WHAT TO WORK ON -
Recast the lines below as a Markdown table with the columns "Row" and "Text", numbering each row and skipping blank lines. Leave the pictures out.

RECORDS FOR THE TASK -
● ● ● ● ●

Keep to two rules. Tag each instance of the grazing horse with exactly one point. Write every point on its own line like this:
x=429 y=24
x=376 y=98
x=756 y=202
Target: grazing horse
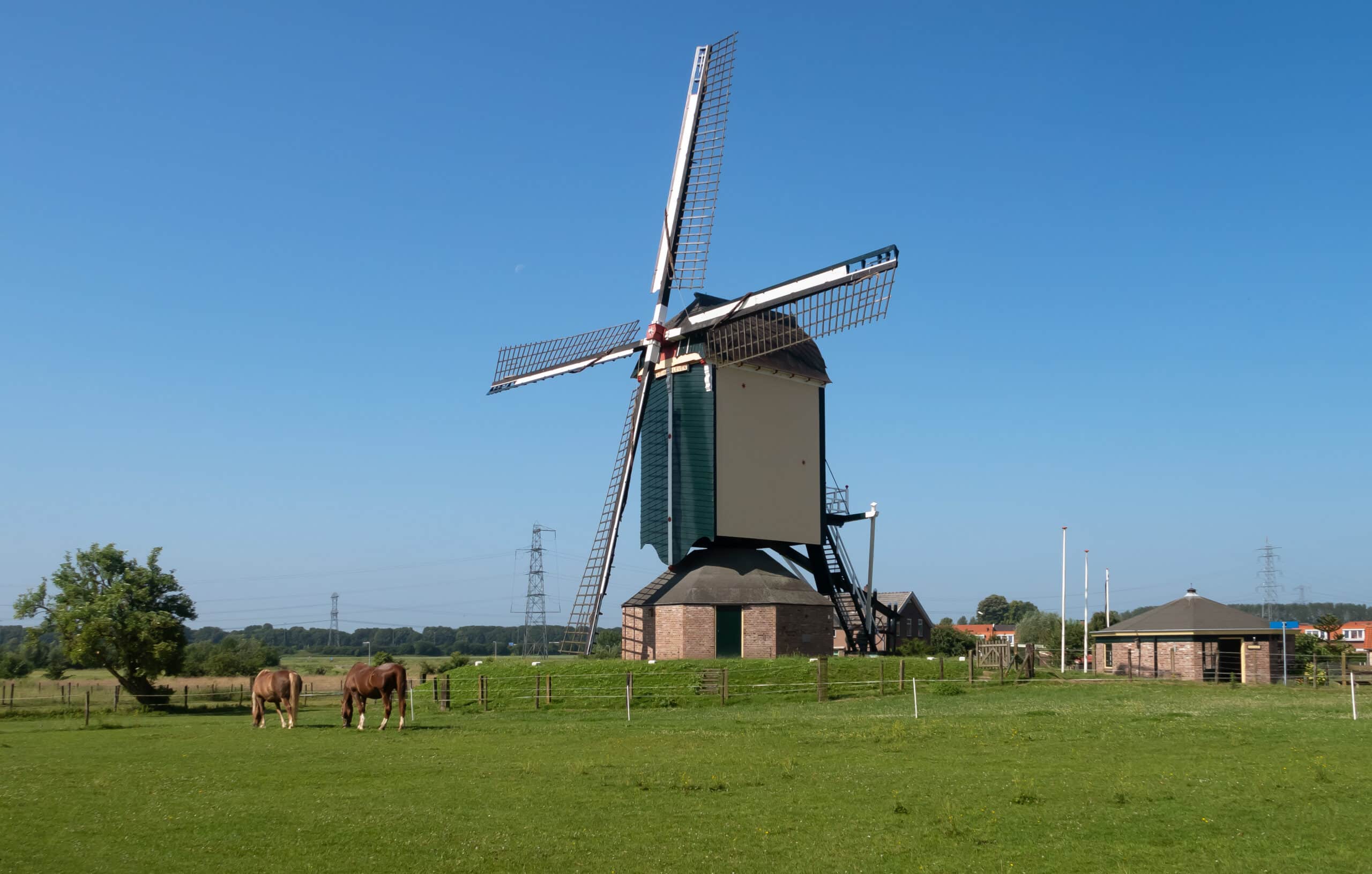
x=367 y=682
x=275 y=686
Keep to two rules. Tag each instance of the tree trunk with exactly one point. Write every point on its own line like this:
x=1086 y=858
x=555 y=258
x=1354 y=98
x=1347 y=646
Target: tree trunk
x=141 y=689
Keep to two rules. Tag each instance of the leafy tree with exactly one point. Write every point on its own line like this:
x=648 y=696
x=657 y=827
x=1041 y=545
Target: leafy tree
x=110 y=611
x=949 y=641
x=994 y=610
x=608 y=644
x=1018 y=610
x=13 y=666
x=1046 y=630
x=1330 y=625
x=57 y=667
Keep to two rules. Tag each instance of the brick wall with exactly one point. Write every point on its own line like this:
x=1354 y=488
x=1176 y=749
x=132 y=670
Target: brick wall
x=1189 y=658
x=804 y=630
x=640 y=640
x=760 y=632
x=688 y=632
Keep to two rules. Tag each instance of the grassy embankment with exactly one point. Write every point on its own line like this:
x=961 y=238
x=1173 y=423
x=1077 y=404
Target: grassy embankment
x=1102 y=777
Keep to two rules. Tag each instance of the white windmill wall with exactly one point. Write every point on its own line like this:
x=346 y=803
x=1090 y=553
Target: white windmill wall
x=767 y=461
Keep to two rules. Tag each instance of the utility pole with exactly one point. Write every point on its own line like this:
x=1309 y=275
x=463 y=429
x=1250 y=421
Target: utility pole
x=1062 y=612
x=334 y=619
x=535 y=600
x=1268 y=574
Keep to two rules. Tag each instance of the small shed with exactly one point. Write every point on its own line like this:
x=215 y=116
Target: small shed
x=1196 y=638
x=726 y=603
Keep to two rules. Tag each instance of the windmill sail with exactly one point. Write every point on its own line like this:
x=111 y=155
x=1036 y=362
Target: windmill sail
x=520 y=365
x=707 y=153
x=581 y=625
x=836 y=298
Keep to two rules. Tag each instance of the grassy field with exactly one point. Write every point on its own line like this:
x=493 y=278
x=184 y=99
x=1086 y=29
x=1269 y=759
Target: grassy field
x=1045 y=777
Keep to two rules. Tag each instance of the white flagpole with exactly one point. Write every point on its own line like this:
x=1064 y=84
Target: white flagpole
x=1062 y=612
x=1086 y=608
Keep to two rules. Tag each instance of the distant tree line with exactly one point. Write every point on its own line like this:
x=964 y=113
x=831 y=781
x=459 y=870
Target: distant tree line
x=429 y=641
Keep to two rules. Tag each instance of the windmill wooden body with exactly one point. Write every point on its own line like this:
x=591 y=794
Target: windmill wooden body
x=729 y=397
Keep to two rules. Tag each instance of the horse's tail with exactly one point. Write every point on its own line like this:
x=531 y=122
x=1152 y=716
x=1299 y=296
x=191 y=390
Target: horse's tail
x=297 y=685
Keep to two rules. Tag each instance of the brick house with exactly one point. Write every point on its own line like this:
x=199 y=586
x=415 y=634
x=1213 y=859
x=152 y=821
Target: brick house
x=990 y=633
x=912 y=623
x=1196 y=638
x=726 y=603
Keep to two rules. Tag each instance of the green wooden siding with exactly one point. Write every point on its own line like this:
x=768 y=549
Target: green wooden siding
x=694 y=466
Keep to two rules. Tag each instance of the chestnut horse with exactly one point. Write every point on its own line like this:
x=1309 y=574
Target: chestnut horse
x=275 y=686
x=367 y=682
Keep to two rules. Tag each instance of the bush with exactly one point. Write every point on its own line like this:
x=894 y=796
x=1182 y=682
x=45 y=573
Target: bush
x=13 y=666
x=57 y=667
x=229 y=658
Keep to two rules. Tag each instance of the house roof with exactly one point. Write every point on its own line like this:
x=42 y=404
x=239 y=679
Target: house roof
x=1190 y=612
x=728 y=576
x=800 y=360
x=895 y=600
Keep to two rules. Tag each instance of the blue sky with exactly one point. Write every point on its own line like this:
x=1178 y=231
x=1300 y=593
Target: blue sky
x=256 y=264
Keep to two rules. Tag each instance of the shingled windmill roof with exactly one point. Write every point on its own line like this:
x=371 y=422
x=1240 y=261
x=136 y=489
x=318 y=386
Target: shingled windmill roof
x=1190 y=612
x=728 y=576
x=800 y=360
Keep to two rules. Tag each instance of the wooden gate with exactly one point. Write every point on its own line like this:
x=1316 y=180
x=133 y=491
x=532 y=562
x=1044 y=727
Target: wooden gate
x=996 y=655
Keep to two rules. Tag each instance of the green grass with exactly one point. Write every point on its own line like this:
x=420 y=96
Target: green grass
x=1102 y=777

● ● ● ● ●

SOLUTION TO THE EXERCISE -
| Row | Text |
|---|---|
| 1 | Keep to two rules. Tag each instance of the grazing horse with exactly one point. Write every point on its own line like this: |
| 2 | x=429 y=24 |
| 3 | x=376 y=98 |
| 4 | x=756 y=202 |
| 5 | Target: grazing horse |
| 6 | x=367 y=682 |
| 7 | x=275 y=686 |
| 8 | Keep to two rules. Tag each instance of the tree trunk with exactly one point. Write every point on its own line like this: |
| 9 | x=1086 y=858 |
| 10 | x=555 y=258 |
| 11 | x=1354 y=98 |
| 12 | x=1347 y=646 |
| 13 | Target: tree trunk |
| 14 | x=141 y=689 |
| 15 | Keep to two rules. Tag each instance of the leafy tree with exactly one point. Write every point on its own line like this: |
| 16 | x=648 y=696 |
| 17 | x=657 y=827 |
| 18 | x=1041 y=545 |
| 19 | Target: leafy tree |
| 20 | x=110 y=611 |
| 21 | x=949 y=641 |
| 22 | x=994 y=610 |
| 23 | x=608 y=644 |
| 24 | x=1018 y=610 |
| 25 | x=13 y=666 |
| 26 | x=1046 y=630 |
| 27 | x=1330 y=625 |
| 28 | x=57 y=667 |
| 29 | Keep to two rules. Tag each instance of the brick wall with exactly one point. Write every point on its own line like this: |
| 30 | x=1354 y=488 |
| 31 | x=1176 y=749 |
| 32 | x=132 y=670 |
| 33 | Target: brick wall |
| 34 | x=1189 y=658 |
| 35 | x=804 y=630 |
| 36 | x=640 y=640 |
| 37 | x=760 y=632 |
| 38 | x=688 y=632 |
| 39 | Keep to two rules. Tag each instance of the grassy embankment with exactly one point. Write every point on its own line like this: |
| 40 | x=961 y=238 |
| 41 | x=1173 y=423 |
| 42 | x=1077 y=404 |
| 43 | Target: grassy embankment |
| 44 | x=1102 y=777 |
| 45 | Keep to two rules. Tag each instance of the white windmill wall with exactly one point. Write every point on its own line like this: |
| 46 | x=346 y=803 |
| 47 | x=1090 y=553 |
| 48 | Target: white windmill wall |
| 49 | x=767 y=461 |
| 50 | Keep to two rules. Tag each instance of the utility pole with exactly one point. Write every point on its own line like this: |
| 51 | x=1309 y=275 |
| 52 | x=463 y=429 |
| 53 | x=1250 y=421 |
| 54 | Target: utility pole |
| 55 | x=1062 y=612 |
| 56 | x=334 y=619 |
| 57 | x=535 y=600 |
| 58 | x=1268 y=574 |
| 59 | Keep to two rules. Tag each instance of the small shed with exactly one point. Write every point on its own line like this: |
| 60 | x=215 y=116 |
| 61 | Target: small shed |
| 62 | x=1196 y=638 |
| 63 | x=726 y=603 |
| 64 | Keep to two rules. Tag each instance of the windmill sail with exactly one point. Write every point on its own line like this: |
| 65 | x=111 y=155 |
| 66 | x=1036 y=362 |
| 67 | Target: windmill sail |
| 68 | x=520 y=365 |
| 69 | x=707 y=153 |
| 70 | x=581 y=625 |
| 71 | x=836 y=298 |
| 72 | Keep to two rules. Tag each instance of the grassy field with exactly one point. Write every point on its own line like this: |
| 73 | x=493 y=278 |
| 74 | x=184 y=99 |
| 75 | x=1086 y=29 |
| 76 | x=1269 y=759 |
| 77 | Target: grassy field |
| 78 | x=1045 y=777 |
| 79 | Keep to two rules. Tag each instance of the white flagpole with exactly one point. Write every point on its own line like this: |
| 80 | x=1064 y=84 |
| 81 | Target: white flagpole |
| 82 | x=1062 y=612 |
| 83 | x=1086 y=608 |
| 84 | Keep to two rules. Tag each instance of the distant tree line with exactly one point. Write every point on its own line like this: |
| 85 | x=964 y=113 |
| 86 | x=831 y=781 |
| 87 | x=459 y=870 |
| 88 | Target: distant tree line |
| 89 | x=429 y=641 |
| 90 | Keep to two rules. Tag each instance of the windmill wooden body with exactly one point. Write every point on its own line like this: |
| 91 | x=591 y=794 |
| 92 | Target: windmill wooden body |
| 93 | x=729 y=397 |
| 94 | Keep to two rules. Tag each instance of the horse's tail with exactly one point. Write every point on its own line like this: |
| 95 | x=531 y=122 |
| 96 | x=1152 y=716 |
| 97 | x=1299 y=296 |
| 98 | x=191 y=390 |
| 99 | Target: horse's tail |
| 100 | x=297 y=685 |
| 101 | Keep to two rules. Tag each instance of the brick house with exactly one point. Write every point on its own line like this: |
| 102 | x=199 y=586 |
| 103 | x=415 y=634 |
| 104 | x=1213 y=859 |
| 105 | x=152 y=821 |
| 106 | Target: brick house |
| 107 | x=990 y=633 |
| 108 | x=912 y=623 |
| 109 | x=1196 y=638 |
| 110 | x=726 y=603 |
| 111 | Keep to two rules. Tag each instance of the green wooden siding with exactly one point. Write every point on its own line like this: |
| 112 | x=768 y=549 |
| 113 | Target: green wooden siding |
| 114 | x=694 y=466 |
| 115 | Keep to two rules. Tag each instance of the chestnut horse with exactly one point. Write every point on its own line like this: |
| 116 | x=1309 y=574 |
| 117 | Target: chestnut horse |
| 118 | x=275 y=686 |
| 119 | x=367 y=682 |
| 120 | Keep to two rules. Tag each instance of the bush with exactly one point. Write every point on its own line like this: |
| 121 | x=894 y=796 |
| 122 | x=1182 y=682 |
| 123 | x=45 y=573 |
| 124 | Target: bush |
| 125 | x=13 y=666 |
| 126 | x=57 y=667 |
| 127 | x=229 y=658 |
| 128 | Keep to two rules. Tag each instance of the house roof with exactly one point. Write every point on its own line like this: |
| 129 | x=42 y=404 |
| 130 | x=239 y=679 |
| 131 | Target: house roof |
| 132 | x=1190 y=612 |
| 133 | x=728 y=576 |
| 134 | x=800 y=360 |
| 135 | x=895 y=600 |
| 136 | Keep to two rules. Tag each instance of the blue sky with exactly one point. Write every point on its own line like this: |
| 137 | x=1178 y=231 |
| 138 | x=1300 y=593 |
| 139 | Target: blue sky |
| 140 | x=256 y=264 |
| 141 | Keep to two rules. Tag each instance of the shingled windmill roof with exactly one point. Write every point on its own line like this: |
| 142 | x=371 y=422 |
| 143 | x=1240 y=261 |
| 144 | x=136 y=489 |
| 145 | x=318 y=386 |
| 146 | Target: shingled windmill roof |
| 147 | x=1190 y=612 |
| 148 | x=728 y=576 |
| 149 | x=800 y=360 |
| 150 | Keep to two rules. Tag each instance of the wooden gate with exactly one point. Write every point on its own line like this: |
| 151 | x=1316 y=180 |
| 152 | x=133 y=491 |
| 153 | x=532 y=562 |
| 154 | x=1044 y=727 |
| 155 | Target: wooden gate |
| 156 | x=996 y=655 |
| 157 | Keep to two rules. Tag each instance of the green grass with exactly one point. Write every point on its own line like this: |
| 158 | x=420 y=96 |
| 159 | Target: green grass |
| 160 | x=1102 y=777 |